Problem statement - Please set out every line of the records below as a JSON list of strings, one string per line, with blank lines omitted.
----- Recorded information -----
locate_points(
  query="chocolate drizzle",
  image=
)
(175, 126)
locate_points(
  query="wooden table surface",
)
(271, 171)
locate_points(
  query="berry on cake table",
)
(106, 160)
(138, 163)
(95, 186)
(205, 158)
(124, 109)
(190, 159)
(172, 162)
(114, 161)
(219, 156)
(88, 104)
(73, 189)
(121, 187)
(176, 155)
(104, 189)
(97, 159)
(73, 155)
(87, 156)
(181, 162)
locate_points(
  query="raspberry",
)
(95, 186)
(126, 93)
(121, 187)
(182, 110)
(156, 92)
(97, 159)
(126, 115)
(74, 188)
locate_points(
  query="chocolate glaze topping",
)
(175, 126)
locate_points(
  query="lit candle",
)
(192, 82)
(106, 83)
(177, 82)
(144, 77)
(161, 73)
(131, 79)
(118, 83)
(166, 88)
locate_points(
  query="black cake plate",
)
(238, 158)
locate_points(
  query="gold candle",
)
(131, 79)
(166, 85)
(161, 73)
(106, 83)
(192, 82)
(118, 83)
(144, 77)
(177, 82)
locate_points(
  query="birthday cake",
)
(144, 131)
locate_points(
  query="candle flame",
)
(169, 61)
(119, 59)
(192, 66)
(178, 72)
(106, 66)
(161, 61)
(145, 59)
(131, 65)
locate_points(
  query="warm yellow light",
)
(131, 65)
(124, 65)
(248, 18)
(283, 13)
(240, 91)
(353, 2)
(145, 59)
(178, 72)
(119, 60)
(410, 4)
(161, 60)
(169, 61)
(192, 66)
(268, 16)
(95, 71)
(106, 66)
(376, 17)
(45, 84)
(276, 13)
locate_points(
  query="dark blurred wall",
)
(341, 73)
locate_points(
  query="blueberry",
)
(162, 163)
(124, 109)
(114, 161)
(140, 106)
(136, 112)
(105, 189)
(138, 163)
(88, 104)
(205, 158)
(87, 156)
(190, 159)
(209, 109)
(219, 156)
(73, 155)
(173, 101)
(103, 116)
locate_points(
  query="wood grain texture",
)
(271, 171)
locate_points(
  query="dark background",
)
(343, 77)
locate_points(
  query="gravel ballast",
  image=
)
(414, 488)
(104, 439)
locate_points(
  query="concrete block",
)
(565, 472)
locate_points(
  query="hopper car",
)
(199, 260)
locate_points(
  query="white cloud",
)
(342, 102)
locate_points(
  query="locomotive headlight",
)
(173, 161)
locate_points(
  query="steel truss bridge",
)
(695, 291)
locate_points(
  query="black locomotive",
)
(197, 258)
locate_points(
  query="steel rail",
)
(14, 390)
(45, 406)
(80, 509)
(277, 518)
-----
Exercise output -
[
  "locate_points(",
  "  query=\"chocolate drizzle\",",
  "  image=",
  ")",
  "(175, 126)",
  "locate_points(",
  "  query=\"wooden table surface\",",
  ")",
  "(271, 171)",
  "locate_points(",
  "  query=\"berry on cake table\",",
  ")",
  "(106, 160)",
  "(138, 163)",
  "(95, 186)",
  "(205, 158)",
  "(124, 109)",
  "(190, 159)",
  "(172, 162)",
  "(114, 161)",
  "(219, 156)",
  "(88, 104)",
  "(73, 189)",
  "(121, 187)",
  "(176, 155)",
  "(104, 189)",
  "(97, 159)",
  "(73, 155)",
  "(87, 156)",
  "(181, 162)",
  "locate_points(",
  "  query=\"raspberry\",",
  ")",
  "(95, 186)",
  "(126, 93)",
  "(121, 187)",
  "(182, 110)",
  "(156, 92)",
  "(97, 159)",
  "(126, 115)",
  "(74, 188)",
  "locate_points(",
  "  query=\"chocolate glaze topping\",",
  ")",
  "(175, 126)",
  "locate_points(",
  "  query=\"lit candle\",",
  ")",
  "(192, 82)",
  "(106, 83)",
  "(177, 82)",
  "(144, 77)",
  "(161, 73)",
  "(131, 79)",
  "(118, 83)",
  "(166, 88)",
  "locate_points(",
  "  query=\"black cake plate\",",
  ")",
  "(238, 158)",
  "locate_points(",
  "  query=\"gold candle\",",
  ")",
  "(131, 79)",
  "(166, 85)",
  "(161, 73)",
  "(106, 83)",
  "(192, 82)",
  "(118, 83)",
  "(144, 77)",
  "(177, 82)",
  "locate_points(",
  "  query=\"birthday cake\",",
  ")",
  "(144, 131)",
  "locate_points(",
  "  query=\"candle flame\",",
  ")",
  "(169, 61)",
  "(119, 59)",
  "(192, 66)",
  "(178, 72)",
  "(106, 66)",
  "(161, 61)",
  "(145, 59)",
  "(131, 65)",
  "locate_points(",
  "  query=\"warm yellow light\",",
  ")",
  "(131, 65)",
  "(124, 65)",
  "(248, 18)",
  "(283, 13)",
  "(240, 91)",
  "(353, 2)",
  "(145, 59)",
  "(178, 72)",
  "(119, 60)",
  "(410, 4)",
  "(161, 60)",
  "(169, 61)",
  "(192, 66)",
  "(268, 16)",
  "(95, 71)",
  "(106, 66)",
  "(376, 17)",
  "(45, 84)",
  "(276, 13)",
  "locate_points(",
  "  query=\"dark blurred wall\",",
  ")",
  "(341, 73)",
  "locate_points(",
  "  query=\"blueberry\",",
  ")",
  "(162, 163)",
  "(124, 109)",
  "(114, 161)",
  "(140, 106)",
  "(136, 112)",
  "(105, 189)",
  "(138, 163)",
  "(88, 104)",
  "(205, 158)",
  "(87, 156)",
  "(190, 159)",
  "(209, 109)",
  "(219, 156)",
  "(73, 155)",
  "(173, 101)",
  "(103, 116)",
  "locate_points(",
  "  query=\"wood grain texture\",",
  ")",
  "(271, 171)",
  "locate_points(",
  "  query=\"dark background\",",
  ")",
  "(343, 77)",
  "locate_points(",
  "  query=\"gravel ballast\",",
  "  image=",
  ")",
  "(414, 488)",
  "(104, 439)",
  "locate_points(",
  "  query=\"concrete block\",",
  ")",
  "(565, 472)",
  "locate_points(",
  "  query=\"hopper car\",",
  ")",
  "(199, 260)",
  "locate_points(",
  "  query=\"white cloud\",",
  ")",
  "(342, 102)",
  "locate_points(",
  "  query=\"locomotive headlight\",",
  ")",
  "(173, 161)",
  "locate_points(",
  "  query=\"steel truss bridge\",",
  ")",
  "(695, 291)",
  "locate_points(",
  "  query=\"black locomotive\",",
  ")",
  "(197, 258)",
  "locate_points(",
  "  query=\"steel rail\",",
  ")",
  "(14, 390)",
  "(45, 406)",
  "(80, 509)",
  "(277, 518)"
]